** Material for this exercise **
---
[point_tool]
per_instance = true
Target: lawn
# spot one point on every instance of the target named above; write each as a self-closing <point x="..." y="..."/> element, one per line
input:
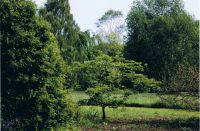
<point x="138" y="118"/>
<point x="151" y="100"/>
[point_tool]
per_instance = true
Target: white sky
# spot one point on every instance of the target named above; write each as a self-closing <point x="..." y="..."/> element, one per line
<point x="87" y="12"/>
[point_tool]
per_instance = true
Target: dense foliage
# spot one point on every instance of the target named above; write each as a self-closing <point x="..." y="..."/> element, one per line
<point x="32" y="71"/>
<point x="72" y="42"/>
<point x="162" y="35"/>
<point x="115" y="72"/>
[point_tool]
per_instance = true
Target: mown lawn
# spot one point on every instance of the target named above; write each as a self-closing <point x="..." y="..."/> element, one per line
<point x="138" y="118"/>
<point x="140" y="113"/>
<point x="151" y="100"/>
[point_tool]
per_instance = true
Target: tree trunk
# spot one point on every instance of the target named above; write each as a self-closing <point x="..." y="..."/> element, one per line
<point x="103" y="113"/>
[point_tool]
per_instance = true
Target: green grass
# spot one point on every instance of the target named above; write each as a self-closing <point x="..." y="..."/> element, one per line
<point x="138" y="118"/>
<point x="151" y="100"/>
<point x="138" y="113"/>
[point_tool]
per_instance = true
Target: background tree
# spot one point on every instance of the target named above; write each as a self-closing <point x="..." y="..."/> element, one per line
<point x="162" y="35"/>
<point x="33" y="97"/>
<point x="67" y="32"/>
<point x="111" y="27"/>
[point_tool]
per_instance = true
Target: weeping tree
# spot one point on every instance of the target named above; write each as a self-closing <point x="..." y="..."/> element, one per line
<point x="162" y="35"/>
<point x="33" y="97"/>
<point x="67" y="32"/>
<point x="111" y="27"/>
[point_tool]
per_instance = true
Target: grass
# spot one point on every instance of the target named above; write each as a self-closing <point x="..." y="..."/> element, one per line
<point x="137" y="118"/>
<point x="151" y="100"/>
<point x="139" y="113"/>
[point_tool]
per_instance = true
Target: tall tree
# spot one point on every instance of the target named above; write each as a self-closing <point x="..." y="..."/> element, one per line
<point x="67" y="32"/>
<point x="111" y="27"/>
<point x="162" y="35"/>
<point x="33" y="97"/>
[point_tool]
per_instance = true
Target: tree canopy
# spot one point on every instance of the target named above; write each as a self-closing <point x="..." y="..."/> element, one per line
<point x="33" y="71"/>
<point x="162" y="35"/>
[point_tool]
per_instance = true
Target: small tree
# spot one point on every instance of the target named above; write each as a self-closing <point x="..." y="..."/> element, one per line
<point x="102" y="95"/>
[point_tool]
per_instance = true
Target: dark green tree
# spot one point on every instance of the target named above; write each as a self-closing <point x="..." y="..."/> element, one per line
<point x="67" y="32"/>
<point x="162" y="35"/>
<point x="33" y="97"/>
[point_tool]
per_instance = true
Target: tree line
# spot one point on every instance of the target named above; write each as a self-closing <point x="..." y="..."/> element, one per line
<point x="44" y="53"/>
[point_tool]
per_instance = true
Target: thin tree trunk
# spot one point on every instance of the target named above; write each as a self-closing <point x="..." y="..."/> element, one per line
<point x="103" y="113"/>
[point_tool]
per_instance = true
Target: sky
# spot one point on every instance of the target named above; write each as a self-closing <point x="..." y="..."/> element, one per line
<point x="87" y="12"/>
---
** Requirement **
Reproduce each line of the records exactly, and omit every picture.

** The result **
[point_tool]
per_instance = true
Target: lawn
# spot one point on every instance of the target named above; write each as a self-closing <point x="..." y="..."/> element, one per line
input:
<point x="138" y="118"/>
<point x="151" y="100"/>
[point_tool]
per_instance = true
Target: white sky
# spot one point on every instance of the target named above; write each as a self-closing <point x="..." y="..."/> element, one per line
<point x="87" y="12"/>
[point_tool]
per_instance = true
Target: dense foliage
# spot one point on every instance of the target named above; write each as a self-closing <point x="..." y="..."/> element, one per line
<point x="32" y="71"/>
<point x="72" y="42"/>
<point x="162" y="35"/>
<point x="115" y="72"/>
[point_tool]
per_instance = true
Target: mown lawn
# spot one point on every instance of the target named above; write each as a self-closing <point x="..." y="..."/> element, one per line
<point x="138" y="118"/>
<point x="140" y="113"/>
<point x="151" y="100"/>
[point_tool]
per_instance = true
Target: tree trunk
# spot one point on every instance of the target named above; write each as a self-closing <point x="..." y="..."/> element, one per line
<point x="103" y="113"/>
[point_tool]
per_instance = true
Target: green grass
# spot one point on every instance of the target named above; write each as a self-closing <point x="..." y="..."/> element, one per line
<point x="138" y="118"/>
<point x="151" y="100"/>
<point x="138" y="113"/>
[point_tool]
per_instance = true
Target: background tree
# spot one point on every instance of the target named above; write each as a self-closing <point x="..." y="..."/> element, one per line
<point x="162" y="35"/>
<point x="33" y="97"/>
<point x="67" y="32"/>
<point x="111" y="27"/>
[point_tool]
per_instance = true
Target: weeping tree
# spot one point on every instance of the target named above; write each as a self-closing <point x="..." y="..."/> element, one per line
<point x="162" y="35"/>
<point x="33" y="97"/>
<point x="67" y="32"/>
<point x="111" y="27"/>
[point_tool]
per_instance = true
Target: grass
# spot one point on every instance of the target named above; write each as a self-closing <point x="..." y="..."/> element, one per line
<point x="137" y="118"/>
<point x="151" y="100"/>
<point x="139" y="113"/>
[point_tool]
per_instance = true
Target: tall tree
# spot one point on every instance of the target named above; write each as a self-closing <point x="..." y="..."/> element, one per line
<point x="67" y="32"/>
<point x="111" y="27"/>
<point x="162" y="35"/>
<point x="33" y="97"/>
[point_tool]
per_instance = true
Target: tree canopy
# spot one point on every instance of the target named above; write each as a self-closing <point x="..." y="..."/> element, one per line
<point x="33" y="71"/>
<point x="162" y="35"/>
[point_tool]
per_instance = true
Target: small tree
# spot one point on every instance of the target named above; write each as a self-closing <point x="..." y="..."/> element, one per line
<point x="102" y="95"/>
[point_tool]
per_instance = true
Target: dark green tree
# spot one point on every instance of the target named above; write each as a self-closing <point x="..." y="..."/> element, one per line
<point x="67" y="32"/>
<point x="162" y="35"/>
<point x="33" y="97"/>
[point_tool]
per_instance = true
Target: tree line
# spot one point on every instance of the target named above; write each as a self-closing <point x="..." y="..."/> element, one per line
<point x="44" y="53"/>
[point_tool]
per_instance = true
Target: thin tree trunk
# spot one point on every instance of the target named above; write each as a self-closing <point x="..." y="..."/> element, one per line
<point x="103" y="113"/>
[point_tool]
per_instance = true
Target: sky
# spot one point on every instance of the target named above; write each as a self-closing <point x="..." y="..."/> element, one per line
<point x="87" y="12"/>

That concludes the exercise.